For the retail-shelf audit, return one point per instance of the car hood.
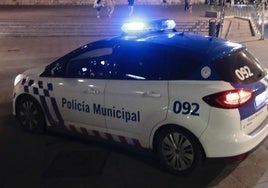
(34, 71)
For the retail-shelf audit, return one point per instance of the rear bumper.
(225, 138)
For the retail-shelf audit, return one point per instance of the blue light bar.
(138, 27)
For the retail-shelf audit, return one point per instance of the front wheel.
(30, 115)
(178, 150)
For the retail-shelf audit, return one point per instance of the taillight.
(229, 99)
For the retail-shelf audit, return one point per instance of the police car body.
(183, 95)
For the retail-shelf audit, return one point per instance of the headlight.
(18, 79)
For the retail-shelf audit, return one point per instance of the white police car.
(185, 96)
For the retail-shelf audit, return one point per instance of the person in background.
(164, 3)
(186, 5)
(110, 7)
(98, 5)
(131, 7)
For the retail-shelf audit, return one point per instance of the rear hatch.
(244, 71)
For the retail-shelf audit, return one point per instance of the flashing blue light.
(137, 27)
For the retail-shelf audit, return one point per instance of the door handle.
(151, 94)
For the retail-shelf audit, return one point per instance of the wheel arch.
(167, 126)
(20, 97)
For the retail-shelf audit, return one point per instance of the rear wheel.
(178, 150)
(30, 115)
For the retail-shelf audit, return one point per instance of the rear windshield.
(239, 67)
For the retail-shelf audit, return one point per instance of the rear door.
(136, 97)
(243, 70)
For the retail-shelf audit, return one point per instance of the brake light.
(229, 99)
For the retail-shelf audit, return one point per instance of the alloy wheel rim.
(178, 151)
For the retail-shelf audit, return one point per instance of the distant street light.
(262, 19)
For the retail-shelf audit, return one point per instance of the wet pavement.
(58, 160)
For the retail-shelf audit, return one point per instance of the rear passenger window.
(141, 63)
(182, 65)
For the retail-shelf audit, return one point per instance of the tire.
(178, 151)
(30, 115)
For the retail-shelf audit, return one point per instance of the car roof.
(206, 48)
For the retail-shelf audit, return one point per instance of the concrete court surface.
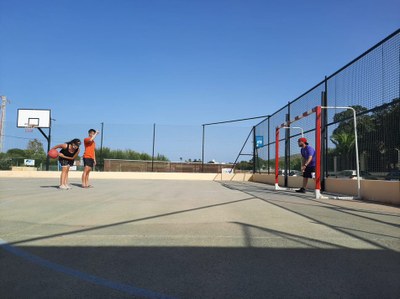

What the task asks:
Please copy every row above word for word, leaving out the pictures.

Written response:
For the retail-shelf audit, return one point per instance of the car hood.
(34, 71)
For the retail-shelf audit, return one point per instance of the rear bumper.
(225, 138)
For the retail-shelf audit, return one point per instance of the blue light bar.
(138, 27)
For the retail-shelf audit, return one point per instance of the front wheel.
(30, 115)
(178, 150)
For the retail-shelf audit, return one point per instance of the taillight.
(229, 99)
For the retail-shelf audit, return one point per instance of the police car body.
(183, 95)
For the retail-shelf audit, return one point per instance of the headlight.
(18, 79)
For the retail-shelf audit, return one point per instance of the white police car.
(185, 96)
For the retail-shelf audit, return one point per instance of the person in background.
(164, 3)
(186, 5)
(110, 7)
(98, 5)
(131, 7)
For the retail-shelf audit, return one point per instance of the rear hatch.
(244, 71)
For the retail-shelf audit, return one point per instance of the flashing blue light.
(137, 27)
For the retail-shelf audit, return one point per instance of the door handle.
(151, 94)
For the retail-shelf audit, return one point per instance of the wheel arch.
(167, 126)
(20, 97)
For the retail-shelf audit, return one point per instance of the rear wheel.
(178, 150)
(30, 115)
For the retail-shelf audit, return one point per instance of the rear windshield.
(239, 67)
For the retail-shelf audit, return one point per instance of the rear door.
(136, 97)
(243, 70)
For the retail-shelf audit, return one point per instance of the brake light.
(229, 99)
For the retail-shelf audit, return one point per instance of the alloy wheel rim.
(178, 151)
For the retail-shelf audit, return one point per instance of the distant street light.
(262, 19)
For the retail-shelf audit, return one point per instance of the wet pavement.
(58, 160)
For the retail-shelf audit, return one point per instance of the rear passenger window.
(141, 63)
(182, 65)
For the retail-shelf audit, return one point per instance of the tire.
(178, 151)
(30, 115)
For the retail-shelf audit, return one point per instance of the car roof.
(206, 48)
For the retail-shelf audit, return one point per instance of the concrete court surface.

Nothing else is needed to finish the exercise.